▶ _Your goal_: Copy out the entries below precisely; nothing is to be omitted.
--- Data to process ---
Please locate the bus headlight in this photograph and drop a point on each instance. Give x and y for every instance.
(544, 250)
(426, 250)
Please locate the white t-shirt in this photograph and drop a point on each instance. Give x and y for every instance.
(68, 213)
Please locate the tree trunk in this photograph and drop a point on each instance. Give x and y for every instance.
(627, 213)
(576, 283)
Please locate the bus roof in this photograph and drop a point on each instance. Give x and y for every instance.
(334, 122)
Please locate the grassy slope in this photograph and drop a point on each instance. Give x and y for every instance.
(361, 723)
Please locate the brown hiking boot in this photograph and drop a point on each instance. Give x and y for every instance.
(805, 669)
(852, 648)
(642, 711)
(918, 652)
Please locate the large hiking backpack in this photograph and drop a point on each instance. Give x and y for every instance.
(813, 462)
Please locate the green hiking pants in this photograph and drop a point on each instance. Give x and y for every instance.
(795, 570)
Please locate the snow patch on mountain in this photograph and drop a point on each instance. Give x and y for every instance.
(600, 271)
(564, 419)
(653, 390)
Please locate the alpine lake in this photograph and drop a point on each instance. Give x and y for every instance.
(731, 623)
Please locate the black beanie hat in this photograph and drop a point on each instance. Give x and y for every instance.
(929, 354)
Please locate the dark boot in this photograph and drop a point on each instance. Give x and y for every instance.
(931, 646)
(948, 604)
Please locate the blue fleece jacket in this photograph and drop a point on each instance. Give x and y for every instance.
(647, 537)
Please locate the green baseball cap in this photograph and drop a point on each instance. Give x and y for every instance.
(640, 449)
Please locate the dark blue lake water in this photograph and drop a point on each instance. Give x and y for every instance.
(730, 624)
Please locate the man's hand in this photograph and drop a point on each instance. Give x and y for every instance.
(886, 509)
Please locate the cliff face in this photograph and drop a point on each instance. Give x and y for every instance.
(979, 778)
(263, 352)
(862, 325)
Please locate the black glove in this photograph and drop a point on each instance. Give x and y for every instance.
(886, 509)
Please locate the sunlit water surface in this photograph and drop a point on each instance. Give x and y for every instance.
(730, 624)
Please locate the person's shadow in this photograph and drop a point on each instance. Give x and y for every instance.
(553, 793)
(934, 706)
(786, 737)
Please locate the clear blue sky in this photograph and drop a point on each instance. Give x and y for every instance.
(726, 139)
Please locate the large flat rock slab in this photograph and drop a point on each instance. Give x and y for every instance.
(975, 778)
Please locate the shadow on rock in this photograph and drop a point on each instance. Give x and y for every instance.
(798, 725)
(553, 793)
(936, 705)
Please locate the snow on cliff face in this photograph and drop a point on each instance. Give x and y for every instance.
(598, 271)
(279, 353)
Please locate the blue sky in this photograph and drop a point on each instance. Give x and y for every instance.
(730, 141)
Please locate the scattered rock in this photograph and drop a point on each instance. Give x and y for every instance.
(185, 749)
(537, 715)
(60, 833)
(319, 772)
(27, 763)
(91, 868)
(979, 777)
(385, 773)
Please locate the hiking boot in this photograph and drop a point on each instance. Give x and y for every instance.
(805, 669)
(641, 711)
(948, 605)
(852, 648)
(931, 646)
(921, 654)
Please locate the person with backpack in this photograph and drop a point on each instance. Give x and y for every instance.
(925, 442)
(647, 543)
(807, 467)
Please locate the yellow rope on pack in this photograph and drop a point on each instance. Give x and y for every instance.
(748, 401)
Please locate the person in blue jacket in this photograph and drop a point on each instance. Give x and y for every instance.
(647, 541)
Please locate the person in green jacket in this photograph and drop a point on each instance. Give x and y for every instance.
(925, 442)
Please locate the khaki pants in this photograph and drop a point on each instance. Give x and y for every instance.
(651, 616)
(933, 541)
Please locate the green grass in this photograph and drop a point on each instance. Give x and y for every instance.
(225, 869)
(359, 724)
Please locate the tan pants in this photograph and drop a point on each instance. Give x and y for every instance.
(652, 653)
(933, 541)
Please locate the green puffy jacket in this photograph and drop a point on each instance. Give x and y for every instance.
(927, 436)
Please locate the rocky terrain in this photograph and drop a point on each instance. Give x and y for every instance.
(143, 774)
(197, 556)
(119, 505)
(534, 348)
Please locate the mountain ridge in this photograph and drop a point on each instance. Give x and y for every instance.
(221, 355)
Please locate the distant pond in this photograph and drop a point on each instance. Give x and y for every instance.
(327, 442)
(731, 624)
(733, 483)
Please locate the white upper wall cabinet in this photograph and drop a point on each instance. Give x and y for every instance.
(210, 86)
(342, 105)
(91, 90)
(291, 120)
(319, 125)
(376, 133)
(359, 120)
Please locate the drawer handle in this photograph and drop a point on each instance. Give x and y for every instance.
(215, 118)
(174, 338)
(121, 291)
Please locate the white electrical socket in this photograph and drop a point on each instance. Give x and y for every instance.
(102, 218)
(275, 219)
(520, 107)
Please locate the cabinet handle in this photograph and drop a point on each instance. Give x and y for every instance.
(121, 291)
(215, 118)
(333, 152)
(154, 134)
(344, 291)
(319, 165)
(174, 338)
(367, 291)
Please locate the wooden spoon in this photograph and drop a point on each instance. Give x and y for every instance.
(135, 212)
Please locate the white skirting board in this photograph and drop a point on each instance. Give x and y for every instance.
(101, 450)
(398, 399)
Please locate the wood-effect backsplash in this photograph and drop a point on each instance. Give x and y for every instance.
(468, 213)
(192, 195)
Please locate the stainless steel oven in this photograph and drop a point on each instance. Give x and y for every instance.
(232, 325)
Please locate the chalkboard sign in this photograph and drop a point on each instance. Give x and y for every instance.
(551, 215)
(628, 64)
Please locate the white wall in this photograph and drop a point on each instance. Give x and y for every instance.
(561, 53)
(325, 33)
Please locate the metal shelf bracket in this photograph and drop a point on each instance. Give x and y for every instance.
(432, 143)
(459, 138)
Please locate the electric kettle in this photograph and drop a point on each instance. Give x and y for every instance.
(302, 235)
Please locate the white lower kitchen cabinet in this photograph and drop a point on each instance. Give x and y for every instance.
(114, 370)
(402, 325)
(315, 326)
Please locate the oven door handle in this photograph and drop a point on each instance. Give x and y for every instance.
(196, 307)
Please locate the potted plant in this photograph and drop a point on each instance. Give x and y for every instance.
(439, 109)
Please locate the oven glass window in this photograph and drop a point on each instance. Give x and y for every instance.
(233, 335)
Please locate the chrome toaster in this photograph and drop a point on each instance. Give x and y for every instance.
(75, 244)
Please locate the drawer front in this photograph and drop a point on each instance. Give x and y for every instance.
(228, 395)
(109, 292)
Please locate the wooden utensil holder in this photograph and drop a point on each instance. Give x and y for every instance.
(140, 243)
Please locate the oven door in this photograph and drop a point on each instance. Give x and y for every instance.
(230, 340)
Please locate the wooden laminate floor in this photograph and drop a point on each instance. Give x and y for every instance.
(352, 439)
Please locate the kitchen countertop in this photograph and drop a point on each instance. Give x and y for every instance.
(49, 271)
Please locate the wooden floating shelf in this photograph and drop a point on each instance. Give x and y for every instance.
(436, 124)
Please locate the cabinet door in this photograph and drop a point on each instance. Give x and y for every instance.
---
▶ _Task output_:
Please locate the bus headlight in this photograph and drop a point on each instance. Give x and y for every instance.
(544, 250)
(426, 250)
Please locate the white t-shirt in this photograph and drop a point on each instance. Give x and y for every instance.
(68, 213)
Please locate the tree trunk in this photograph and drop a point on each instance. Give x and y for every instance.
(627, 213)
(576, 283)
Please locate the bus roof in this photograph and drop a point on each instance. Give x and y for every instance.
(334, 122)
Please locate the grassy slope in this photograph and drop a point on each instance. Give x and y for every instance.
(361, 723)
Please locate the brown hiking boot in this photograph and drop a point on each instance. Give x and y for every instance.
(805, 669)
(852, 648)
(642, 711)
(918, 652)
Please locate the large hiking backpack in this photograph and drop a point on each instance. Give x and y for every instance.
(813, 462)
Please locate the green hiking pants in this photograph and drop a point on each instance. Give x and y for every instance.
(795, 570)
Please locate the snow patch on mountain in this photograph and drop a point on each instance. Give x and y for every instance.
(600, 271)
(564, 419)
(653, 390)
Please locate the alpine lake in this photograph and drop a point on each instance. Give x and y for every instance.
(731, 623)
Please locate the black beanie hat in this photograph and drop a point on each instance. Give x and y for every instance.
(929, 354)
Please locate the dark boot in this photograph and drop a point on each instance. Give x and y for every instance.
(931, 646)
(948, 604)
Please locate the blue fleece jacket in this photograph and drop a point on each instance. Give x and y for every instance.
(647, 537)
Please locate the green baseball cap in this photograph and drop a point on each instance. Give x and y for every instance.
(640, 449)
Please locate the dark blue lake water in this photograph and drop a point on each instance. Give x and y for every instance.
(730, 624)
Please locate the man's hand in this photograph and drop a point on each instance. Give x and y for every instance.
(886, 509)
Please locate the cliff face in this photograph and drop a point on each instance. Give x and y for every instance.
(979, 778)
(263, 352)
(862, 325)
Please locate the black glove in this photograph and drop a point on each instance. Give x and y for every instance.
(886, 509)
Please locate the sunlit water surface in this photograph and drop a point on each instance. Give x and y for every instance.
(730, 624)
Please locate the person's shadow in this photograph and drop a point on each instance. Give x and y for every instance.
(553, 793)
(934, 706)
(786, 737)
Please locate the clear blue sky in this photograph and drop a point on each instance. Give x and y for every instance.
(726, 139)
Please locate the large flat rock slab in this photograph and drop a point on each instance. Give x and y for every instance.
(975, 778)
Please locate the shadow on rock in this photograph and drop a point on each instance. Give x and y for every instance.
(798, 725)
(553, 793)
(936, 705)
Please locate the snow on cliff face in this photograph and drop a point on each instance. Give x and y for every instance.
(598, 271)
(279, 353)
Please locate the blue sky in this photograph and drop a point on each instance. Give x and y for every instance.
(730, 141)
Please locate the scattered rock in this photograph and drop a point on each instance. Give x and y for every instance.
(185, 749)
(537, 715)
(60, 833)
(319, 772)
(27, 763)
(91, 868)
(979, 777)
(385, 773)
Please locate the hiking boot in this photograph and drop a point on each instance. Give x and y for every instance.
(805, 669)
(641, 711)
(948, 605)
(852, 648)
(931, 646)
(921, 654)
Please locate the person with backpack in this photograph and drop a point on each instance. Give x and y for every instance.
(925, 442)
(647, 543)
(807, 467)
Please locate the yellow rope on pack in this photograph and drop a point on each instance. Give x and y for every instance.
(748, 401)
Please locate the person in blue jacket in this photograph and drop a point on each instance. Give x and y for every instance.
(647, 541)
Please locate the person in green jacket in this photograph and drop a point on each instance. Give x and y for every instance.
(925, 442)
Please locate the khaki pants in this photograph and drop a point on each instance. Give x and y for every instance.
(651, 616)
(933, 541)
Please locate the green grass in this photograph and drop a point on each instance. Give x and y for every instance.
(225, 869)
(359, 724)
Please locate the tan pants in this photograph and drop a point on each instance. Give x and y for every instance.
(652, 653)
(933, 541)
Please locate the green puffy jacket in this photograph and drop a point on each instance. Give x and y for every instance.
(927, 436)
Please locate the rocky terrain in this photograph and drop a point on each instance. Give x and y for every instance.
(143, 774)
(197, 556)
(119, 505)
(534, 348)
Please locate the mountain ridge in this photograph and drop a point on each instance. Give x and y for every instance.
(221, 355)
Please locate the distant pond in this photograph and drop a point on each instance. Give x and y for every instance.
(327, 442)
(731, 624)
(733, 483)
Please locate the white upper wall cabinet in this photograph and drop a point on each instance. Give x and y for every instance.
(210, 86)
(342, 105)
(91, 90)
(291, 120)
(319, 125)
(376, 133)
(359, 120)
Please locate the drawer handle in this photograph and drop a point on each instance. Give x and y for every instance.
(215, 118)
(174, 338)
(121, 291)
Please locate the white electrical socket in this photograph and drop a point on each instance. Give x and y for every instance.
(102, 218)
(275, 219)
(520, 107)
Please locate the cabinet handle in this photograph and drop a point on each instance. Give x and y for every instance.
(121, 291)
(215, 118)
(333, 152)
(154, 134)
(344, 291)
(319, 165)
(174, 338)
(367, 291)
Please locate the wooden spoon in this photograph and drop a point on each instance. Give x and y for every instance.
(135, 212)
Please locate the white skirting board in this photograph and drop a point on each instance. Give x and y for every instance.
(101, 450)
(398, 399)
Please locate the wood-effect backsplash in this photograph and drop a point on each instance. Give x and y for every instance.
(468, 213)
(192, 195)
Please locate the stainless steel oven in this photograph and drop a point on each instance. Give x and y for every instance.
(232, 325)
Please locate the chalkboard sign in this photograph and drop a point on each instance. Give x and y for every instance.
(551, 215)
(628, 64)
Please locate the white wall in this photograph and drop a point on each instance. Give x and y for every instance.
(561, 53)
(325, 33)
Please locate the metal shelf bracket in this photograph and drop a point on each instance. Give x and y for every instance.
(432, 143)
(459, 138)
Please locate the electric kettle in this photograph and drop a point on each instance. Give x and y for every instance.
(302, 235)
Please locate the white lower kitchen cabinet in this photograph and drop a point on each instance. Give x and y for every instance.
(114, 370)
(402, 325)
(315, 326)
Please locate the oven door handle in this photograph and drop a point on each instance. Give x and y for every instance.
(196, 307)
Please locate the potted plant in this photograph and drop a point on each instance. Give x and y for every instance.
(439, 109)
Please locate the oven glass window in this photograph and drop a point on each instance. Give x and y for every instance.
(233, 335)
Please locate the chrome toaster in this photograph and drop a point on each instance. Give x and y for every instance.
(75, 244)
Please locate the drawer front in this photograph and drop a point on each instance. Give x and y for every instance.
(228, 395)
(109, 292)
Please locate the wooden utensil holder in this photograph and drop a point on each instance. Give x and y for every instance.
(140, 243)
Please locate the oven door in this photograph and drop a point on each instance. Give x and y for every instance.
(230, 340)
Please locate the wooden laminate floor in this photograph and drop a point on each instance. Give x and y for every instance.
(352, 439)
Please locate the kitchen countertop in this photograph and drop a point on each instance. Give x and y for every instance.
(49, 271)
Please locate the wooden floating shelf in this photograph and drop a point on each instance. Give x and y for every instance.
(436, 124)
Please locate the cabinet door in this photograph and drop a point on each instance. Give x and y for every instance.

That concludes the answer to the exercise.